Your objective.
Please give an exact transcription of the records shown below.
[Records supplied Boundary: Start]
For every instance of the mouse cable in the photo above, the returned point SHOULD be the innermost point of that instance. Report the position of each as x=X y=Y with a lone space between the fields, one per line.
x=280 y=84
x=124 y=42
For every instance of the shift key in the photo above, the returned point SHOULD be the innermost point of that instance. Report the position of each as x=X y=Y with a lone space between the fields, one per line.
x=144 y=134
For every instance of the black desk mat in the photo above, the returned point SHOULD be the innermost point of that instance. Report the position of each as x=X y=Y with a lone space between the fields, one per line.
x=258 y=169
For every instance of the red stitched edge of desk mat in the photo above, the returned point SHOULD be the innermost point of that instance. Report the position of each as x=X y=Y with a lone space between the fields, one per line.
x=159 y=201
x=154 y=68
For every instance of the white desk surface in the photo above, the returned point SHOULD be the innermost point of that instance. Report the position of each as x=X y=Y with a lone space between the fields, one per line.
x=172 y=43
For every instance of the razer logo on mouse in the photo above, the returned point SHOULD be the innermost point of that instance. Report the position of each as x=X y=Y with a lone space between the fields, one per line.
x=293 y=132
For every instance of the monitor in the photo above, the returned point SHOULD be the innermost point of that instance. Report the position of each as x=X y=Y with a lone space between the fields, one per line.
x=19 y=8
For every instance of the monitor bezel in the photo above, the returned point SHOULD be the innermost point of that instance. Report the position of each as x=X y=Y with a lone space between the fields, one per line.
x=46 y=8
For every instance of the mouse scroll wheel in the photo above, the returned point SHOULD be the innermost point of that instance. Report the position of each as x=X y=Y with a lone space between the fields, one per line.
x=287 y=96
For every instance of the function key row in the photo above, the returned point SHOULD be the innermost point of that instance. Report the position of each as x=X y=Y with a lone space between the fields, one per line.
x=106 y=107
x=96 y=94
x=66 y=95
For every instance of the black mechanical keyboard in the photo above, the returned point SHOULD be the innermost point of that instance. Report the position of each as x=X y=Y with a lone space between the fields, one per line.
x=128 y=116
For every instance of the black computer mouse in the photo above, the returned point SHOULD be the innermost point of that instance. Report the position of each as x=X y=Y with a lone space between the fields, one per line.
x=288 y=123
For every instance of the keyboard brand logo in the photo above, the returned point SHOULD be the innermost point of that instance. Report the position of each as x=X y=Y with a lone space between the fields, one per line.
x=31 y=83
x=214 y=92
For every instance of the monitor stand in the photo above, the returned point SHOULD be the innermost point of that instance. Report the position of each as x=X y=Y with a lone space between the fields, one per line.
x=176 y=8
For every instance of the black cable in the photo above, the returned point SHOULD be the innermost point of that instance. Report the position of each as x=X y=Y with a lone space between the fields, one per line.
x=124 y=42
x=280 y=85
[Records supplied Boundary: End]
Exercise answer.
For every instance of the mouse cable in the photo above, the returned point SHOULD be the innermost point of that instance. Report the position of each as x=X y=Y with a lone space between the fields, one per line.
x=280 y=84
x=124 y=42
For every instance of the shift key in the photo above, the returned point SHOULD be the innermost point of that instance. Report the position of each as x=X y=Y with a lone space between the fields, one per line.
x=144 y=134
For every instance of the black desk mat in the photo above, the returned point SHOULD be the innermost point of that instance. Report the position of each as x=X y=Y with a lone space between the fields, one per line.
x=258 y=169
For every instance of the red stitched edge of desk mat in the photo above, the returned point SHOULD be the innermost point of that instance. Report the position of each as x=X y=Y with a lone space between the fields, one per line.
x=159 y=201
x=154 y=68
For every instance of the white desk surface in the photo above, the returned point SHOULD be the innermost point of that instance. Report the position of each as x=X y=Y with a lone space between the fields, one per line.
x=172 y=43
For every instance of the razer logo on mouse in the photo above, the returned point SHOULD be the innermost point of that instance. Report the position of each as x=X y=Y with a lone space between the fields, one per line.
x=293 y=132
For every instance of the monitor in the photo above, the returned point SHOULD be the innermost point of that instance. Report the position of each as x=X y=Y with a lone space between the fields, one per line.
x=19 y=8
For every instance of the monitor bezel in the photo above, the returned point SHOULD be the innermost point of that instance. Report the position of each as x=X y=Y with a lone space between the fields, one per line.
x=46 y=8
For every instance of the mouse scroll wheel in the photo above, the returned point SHOULD be the innermost point of that instance. Report the position of each as x=X y=Y with a lone space between the fields, one per line.
x=287 y=96
For every instance of the function key row in the photo above, the returned point SHOULD be the innermost point of that instance. Report the position of each as x=X y=Y with a lone space between the fields, one per line.
x=106 y=107
x=96 y=94
x=66 y=95
For every instance of the black mechanical keyboard in the photo above, the returned point SHOULD be the innermost point of that instance. Report the position of each as x=X y=Y with a lone space between the fields, one per line.
x=128 y=116
For every instance of the black computer mouse in the photo above, the returned point SHOULD be the innermost point of that instance. Report the position of each as x=X y=Y with a lone space between the fields, one per line.
x=288 y=123
For every instance of the keyboard brand logo in the photo above, the returned point SHOULD be the innermost point of that instance. Report the position of each as x=X y=Y with a lone space between the fields, one per line.
x=31 y=83
x=214 y=92
For every instance of the monitor stand in the photo above, the returned point SHOULD be the innermost point of that instance. Report the position of each as x=X y=Y with a lone space between the fields, one per line.
x=176 y=8
For every instance of the black cable in the photo above, the returned point SHOULD be the innermost point of that instance. Report the position of each as x=X y=Y with a lone space between the fields, one per line.
x=124 y=42
x=280 y=85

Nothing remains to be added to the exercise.